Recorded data
....................

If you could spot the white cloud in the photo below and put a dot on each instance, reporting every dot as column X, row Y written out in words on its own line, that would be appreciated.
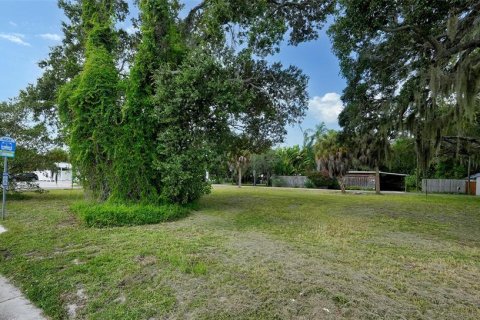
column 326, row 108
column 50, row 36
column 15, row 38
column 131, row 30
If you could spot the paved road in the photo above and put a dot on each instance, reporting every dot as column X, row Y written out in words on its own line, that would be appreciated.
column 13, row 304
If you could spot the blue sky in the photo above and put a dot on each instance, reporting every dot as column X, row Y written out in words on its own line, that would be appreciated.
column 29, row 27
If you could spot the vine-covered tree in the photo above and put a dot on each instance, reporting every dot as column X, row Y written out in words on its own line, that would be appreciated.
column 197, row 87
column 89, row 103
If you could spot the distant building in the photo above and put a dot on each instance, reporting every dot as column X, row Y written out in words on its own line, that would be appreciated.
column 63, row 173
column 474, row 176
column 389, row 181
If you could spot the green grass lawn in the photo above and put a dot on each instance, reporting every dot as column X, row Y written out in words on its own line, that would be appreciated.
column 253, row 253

....................

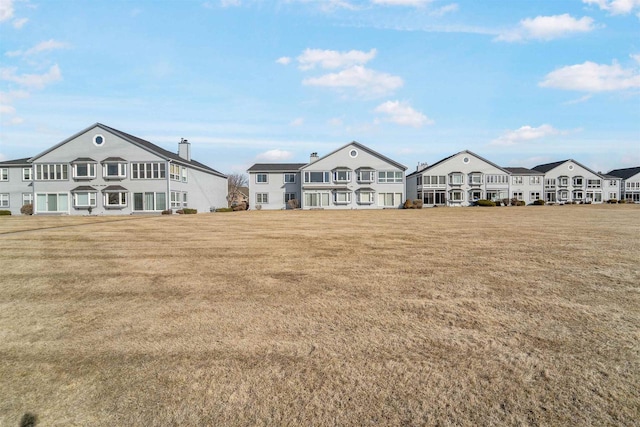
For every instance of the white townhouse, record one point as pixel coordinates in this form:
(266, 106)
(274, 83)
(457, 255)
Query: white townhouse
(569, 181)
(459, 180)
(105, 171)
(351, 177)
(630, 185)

....................

#### [Brief]
Please output the lines starting at the one containing "If you could spot the vine-covered" and ending at the one containing "column 89, row 103", both included, reproducing them without any change.

#### [Expected output]
If you could spot the vine-covered tree in the photo above and put a dot on each instance, reporting every dot as column X, row Y written out in words on its own line, that would be appreciated.
column 197, row 87
column 89, row 103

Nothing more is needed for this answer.